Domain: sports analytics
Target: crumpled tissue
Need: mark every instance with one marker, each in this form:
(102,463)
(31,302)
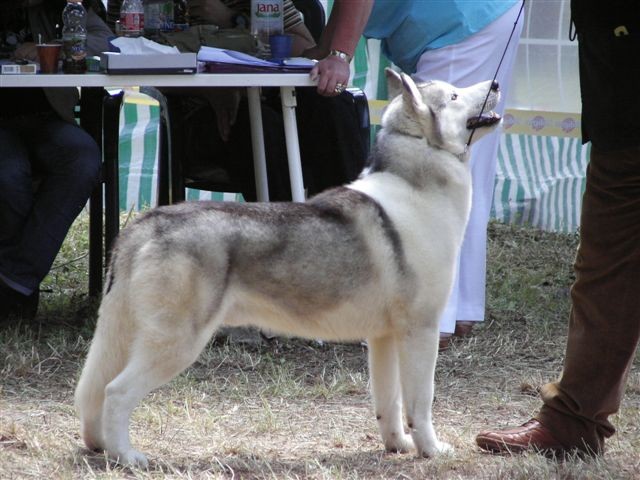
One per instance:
(141,46)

## Problem requirements
Give every entry again verbatim, with no pictures.

## Written response
Domain: sports analytics
Target: crumpled tissue
Need: mark every instance with one marker, each in this form:
(102,463)
(31,302)
One per instance:
(141,46)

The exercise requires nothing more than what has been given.